§ Extrait
□ □ □ □

Une colonne de soldats allemands arrivait de Pont-de-Buis. Ils remontaient vers Brest. La libération de la Bretagne était en marche. A Pont-de-Buis, ils avaient essuyé des tirs et des pertes. Quelques kilomètres plus haut, ils arrivèrent au bourg de Quimerc’h. C’était un dimanche, en début d’après-midi. Un baptême venait de s’achever à l’église. Les soldats entrèrent au débit de pain et au café du village. Une quinzaine de personnes s’y trouvaient. L’un d’entre eux était mon grand-oncle. Tous furent faits prisonniers, puis conduits devant le mur de l’école. La suite, ce furent les tirs de mitrailleuse, les cris et le silence. Quinze corps allongés, ensanglantés, criblés de balles. Quinze victimes innocentes, fauchées par les soldats de l’armée nazie en déroute, qui reprirent leur chemin vers Brest, laissant derrière eux la mort et la désolation. Christiane, la fille de mon grand-oncle, avait 8 ans. Mon père, caché dans la maison familiale, face à l’école, avait 8 ans aussi.
Au milieu des quinze corps, l’une des victimes bougeait encore. Il s’appelait Roger Jaffrès. C’était un jeune ouvrier de Brest. Les soldats l’avaient laissé pour mort, non sans cependant lui arracher sa montre. Il fut recueilli par les villageois, soigné et sauvé quelques semaines après par les médecins de l’armée américaine. Pour les autres, il n’y avait malheureusement plus rien à faire. Leurs noms étaient Robert Prigent, Fernand Michel, Alphonse Lamoulen, Jean-Marie Bourhis, Jean-Marie Léon, Joseph Le Dosseur, Louis Morvan, Auguste Messager, Joseph Quintin (mon grand-oncle), Joseph Milbéo, Jean Hélias, Hervé Guédon, Raymond Crenn et Jean Morio (qui n’avait que 17 ans). Leurs 14 noms figurent sur la stèle érigée à l’après-guerre sur les lieux de la fusillade. Ce sont ces noms que l’on a lu aujourd’hui, en présence des habitants de Quimerc’h et des derniers témoins du 6 août 1944. Christiane, aujourd’hui âgée de 83 ans, était parmi eux.
Se remet-on d’une pareille tragédie ? Non, on vit douloureusement avec ce souvenir. La guerre est abominable, les crimes de guerre aussi. Le temps qui passe ne peut être synonyme d’oubli. Pas pour haïr, mais pour construire un avenir qui nous protège. Commémorer n’est pas un acte vain, c’est une volonté renouvelée d’honorer les morts et de regarder devant, ensemble. Tendre la main, malgré le passé, en raison de ce passé, est la meilleure des réponses : français et allemands, nous avons su le faire. Nous avons construit l’Europe comme un projet de paix par le droit, une union pour bannir la guerre. Joseph Quintin, comme les 13 autres victimes de la fusillade de Quimerc’h, est mort pour la France. Christiane est pupille de la Nation. Comme l’est également ma mère. Je sais ce que mort pour la France veut dire, mon histoire me l’a appris. N’oublions jamais le sens du sacrifice. N’oublions jamais ce que nous devons à ceux qui sont tombés, où qu’ils soient tombés : notre liberté.

□ □ □ □

§ Données
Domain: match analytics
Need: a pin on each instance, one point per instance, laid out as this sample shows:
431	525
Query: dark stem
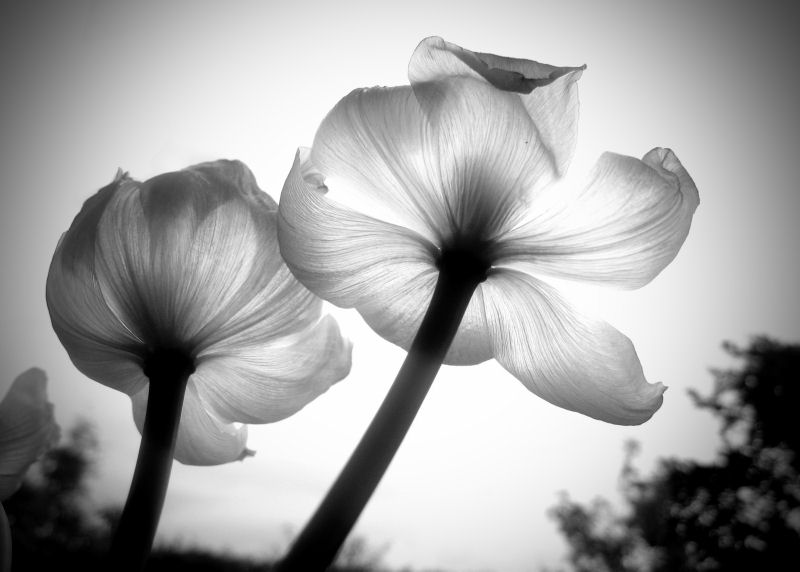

□ □ □ □

§ Consigne
D'après l'extrait sur la fusillade de Quimerc'h, quelle victime a survécu aux tirs ?

§ Réponse finale
Roger Jaffrès, un jeune ouvrier de Brest.